---- Brano scelto

Anche l'altro circuito di arricchimento, ovvero i legami affaristico/clientelari con il circuito politico locale, a partire dagli anni Novanta si esaurisce, ed ancora una volta a causa di un vincolo esterno legato alla globalizzazione: la crisi valutaria della lira legata alla speculazione internazionale del 1992/93 ed i nuovi vincoli alla gestione della finanza pubblica indotti, ancora una volta dall'esterno, ovvero dal Trattato di Maastricht del 1992, spezzano il legame fra economia e politica, che aveva generato l'esplosione del debito pubblico, andando a costituire una importante causa della rimozione della precedente dirigenza politica operata tramite Tangentopoli.


E' quindi evidente che il leghismo è frutto della paura di perdere le posizioni di ricchezza e benessere acquisite, paura legata ad un globalizzazione che non è più fonte di sviluppo per l'economia settentrionale, ma che, per la perdita di competitività del modello industriale settentrionale (sia di quello basato sulla grande industria del Nord Ovest che di quello fondato sul modello distrettuale di impresa diffusa del Nord Est) e per l'estinzione imposta dall'esterno del tradizionale ciclo di crescita basato su corruzione e consociativismo, diviene la causa di una perdita di ricchezza e di un incremento della disoccupazione. E la risposta della Lega è una risposta difensiva e regressiva, non una risposta in grado di riattivare un percorso di ripresa della competitività e di consentire ad una società smarrita ed impaurita di avere un colpo di reni: la risposta è semplicemente quella di chiudersi nelle sacre mura della propria comunità locale, cacciare via gli immigrati, incolpati di togliere i posti di lavoro (sempre meno numerosi), difendere a denti stretti la ricchezza prodotta (a ritmi sempre meno floridi) dal prelievo fiscale esterno alla comunità. La storia insegna che il declino corrisponde sempre a soluzioni difensive dettate dalla paura. Paura che poi si coniuga bene con il securitarismo, con la criminalizzazione degli immigrati, con le ronde padane, altrettanti fenomeni compensatori di una strisciante insicurezza ed ansia che pervadono una società confusa ed incapace di reagire alla sua crisi di identità e valori.

--------

■ Lavoro da svolgere
**1)** Rispondi in base al brano sul leghismo:
(a) Quale trattato, e di quale anno, impose nuovi vincoli alla gestione della finanza pubblica?
(b) In quali anni si verificò la crisi valutaria della lira legata alla speculazione internazionale?
(c) Chi viene incolpato di togliere i posti di lavoro?
**2)** Elenca i fenomeni con cui, secondo il brano sul leghismo, la paura "si coniuga bene".

---- Elenco dati

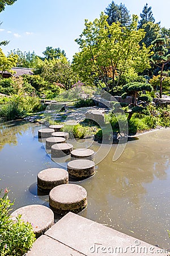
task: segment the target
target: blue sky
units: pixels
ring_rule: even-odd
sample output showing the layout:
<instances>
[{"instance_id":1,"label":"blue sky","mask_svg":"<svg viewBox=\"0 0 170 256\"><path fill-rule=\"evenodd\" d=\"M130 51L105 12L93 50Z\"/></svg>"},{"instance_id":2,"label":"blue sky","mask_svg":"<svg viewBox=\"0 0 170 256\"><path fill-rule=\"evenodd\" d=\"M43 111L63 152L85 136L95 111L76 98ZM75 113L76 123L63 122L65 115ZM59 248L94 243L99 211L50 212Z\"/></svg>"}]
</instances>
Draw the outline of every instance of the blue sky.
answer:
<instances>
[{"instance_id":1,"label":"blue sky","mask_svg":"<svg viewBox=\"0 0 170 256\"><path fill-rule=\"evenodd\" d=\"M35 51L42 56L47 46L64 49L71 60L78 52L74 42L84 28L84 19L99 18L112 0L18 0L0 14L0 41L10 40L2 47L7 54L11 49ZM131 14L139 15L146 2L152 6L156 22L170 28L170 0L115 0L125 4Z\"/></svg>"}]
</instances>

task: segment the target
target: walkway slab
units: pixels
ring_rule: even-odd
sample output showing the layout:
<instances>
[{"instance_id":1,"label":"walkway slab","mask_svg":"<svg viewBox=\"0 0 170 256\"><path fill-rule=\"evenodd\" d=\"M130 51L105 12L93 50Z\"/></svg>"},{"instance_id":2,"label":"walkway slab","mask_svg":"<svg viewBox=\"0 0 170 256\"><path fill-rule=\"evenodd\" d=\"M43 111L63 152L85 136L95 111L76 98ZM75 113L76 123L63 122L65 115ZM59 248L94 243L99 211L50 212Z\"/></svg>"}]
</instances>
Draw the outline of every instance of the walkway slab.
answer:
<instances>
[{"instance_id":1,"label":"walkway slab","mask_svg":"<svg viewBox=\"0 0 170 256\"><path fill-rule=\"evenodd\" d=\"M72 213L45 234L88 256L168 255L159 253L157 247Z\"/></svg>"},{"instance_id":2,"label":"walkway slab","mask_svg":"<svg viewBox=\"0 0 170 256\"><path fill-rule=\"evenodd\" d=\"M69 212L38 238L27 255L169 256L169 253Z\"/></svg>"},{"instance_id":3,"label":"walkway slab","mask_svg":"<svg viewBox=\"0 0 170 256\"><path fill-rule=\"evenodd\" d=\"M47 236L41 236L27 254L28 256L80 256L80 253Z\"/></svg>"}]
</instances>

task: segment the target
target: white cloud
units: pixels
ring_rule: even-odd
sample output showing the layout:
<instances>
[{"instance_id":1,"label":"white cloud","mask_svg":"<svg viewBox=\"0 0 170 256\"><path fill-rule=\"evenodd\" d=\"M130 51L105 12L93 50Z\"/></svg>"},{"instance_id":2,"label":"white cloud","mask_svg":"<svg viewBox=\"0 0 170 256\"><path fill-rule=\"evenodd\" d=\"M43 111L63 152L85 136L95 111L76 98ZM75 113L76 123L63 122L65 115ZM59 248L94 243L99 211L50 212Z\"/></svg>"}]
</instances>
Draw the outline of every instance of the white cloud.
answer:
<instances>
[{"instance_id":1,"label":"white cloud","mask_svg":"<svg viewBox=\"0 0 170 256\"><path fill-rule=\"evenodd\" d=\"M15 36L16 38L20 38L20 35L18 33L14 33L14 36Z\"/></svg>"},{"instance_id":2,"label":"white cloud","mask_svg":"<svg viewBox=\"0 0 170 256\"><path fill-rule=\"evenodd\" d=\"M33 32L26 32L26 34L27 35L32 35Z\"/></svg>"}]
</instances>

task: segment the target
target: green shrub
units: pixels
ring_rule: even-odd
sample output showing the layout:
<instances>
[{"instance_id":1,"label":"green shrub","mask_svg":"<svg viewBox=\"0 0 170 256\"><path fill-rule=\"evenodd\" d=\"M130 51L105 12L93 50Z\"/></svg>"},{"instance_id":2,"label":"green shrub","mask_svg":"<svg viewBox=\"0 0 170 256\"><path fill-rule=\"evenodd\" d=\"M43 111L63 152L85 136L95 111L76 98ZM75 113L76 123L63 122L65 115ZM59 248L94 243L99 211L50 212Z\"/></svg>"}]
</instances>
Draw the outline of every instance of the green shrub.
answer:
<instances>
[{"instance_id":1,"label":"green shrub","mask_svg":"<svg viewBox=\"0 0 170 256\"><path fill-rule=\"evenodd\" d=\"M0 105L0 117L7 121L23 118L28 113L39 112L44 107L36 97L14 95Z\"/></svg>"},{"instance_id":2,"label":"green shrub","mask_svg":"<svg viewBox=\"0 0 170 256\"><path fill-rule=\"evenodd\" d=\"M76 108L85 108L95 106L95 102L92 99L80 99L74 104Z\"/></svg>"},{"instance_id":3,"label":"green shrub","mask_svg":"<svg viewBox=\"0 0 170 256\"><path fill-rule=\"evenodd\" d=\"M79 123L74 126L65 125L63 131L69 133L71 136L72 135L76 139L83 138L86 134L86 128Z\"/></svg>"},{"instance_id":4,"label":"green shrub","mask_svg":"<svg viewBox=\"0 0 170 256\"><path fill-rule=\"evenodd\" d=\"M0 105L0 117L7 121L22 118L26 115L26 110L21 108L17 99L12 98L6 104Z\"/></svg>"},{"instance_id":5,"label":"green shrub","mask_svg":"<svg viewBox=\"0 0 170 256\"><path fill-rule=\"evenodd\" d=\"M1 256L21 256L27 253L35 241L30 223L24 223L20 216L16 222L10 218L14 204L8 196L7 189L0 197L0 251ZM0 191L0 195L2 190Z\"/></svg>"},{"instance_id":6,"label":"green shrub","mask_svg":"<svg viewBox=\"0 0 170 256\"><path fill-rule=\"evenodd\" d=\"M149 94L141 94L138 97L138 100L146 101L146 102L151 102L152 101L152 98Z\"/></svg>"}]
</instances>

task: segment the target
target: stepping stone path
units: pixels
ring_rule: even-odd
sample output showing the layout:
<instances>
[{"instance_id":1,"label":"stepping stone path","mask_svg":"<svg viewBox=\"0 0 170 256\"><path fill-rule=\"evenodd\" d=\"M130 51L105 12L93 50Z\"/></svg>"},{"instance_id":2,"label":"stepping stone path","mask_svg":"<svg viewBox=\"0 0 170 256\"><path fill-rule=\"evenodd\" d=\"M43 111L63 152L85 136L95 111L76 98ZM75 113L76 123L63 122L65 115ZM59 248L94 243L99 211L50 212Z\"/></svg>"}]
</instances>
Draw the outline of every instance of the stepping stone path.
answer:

--------

■ Risposte qui sotto
**1)**
(a) Il Trattato di Maastricht del 1992.
(b) Nel 1992/93.
(c) Gli immigrati.

**2)** Il securitarismo, la criminalizzazione degli immigrati e le ronde padane.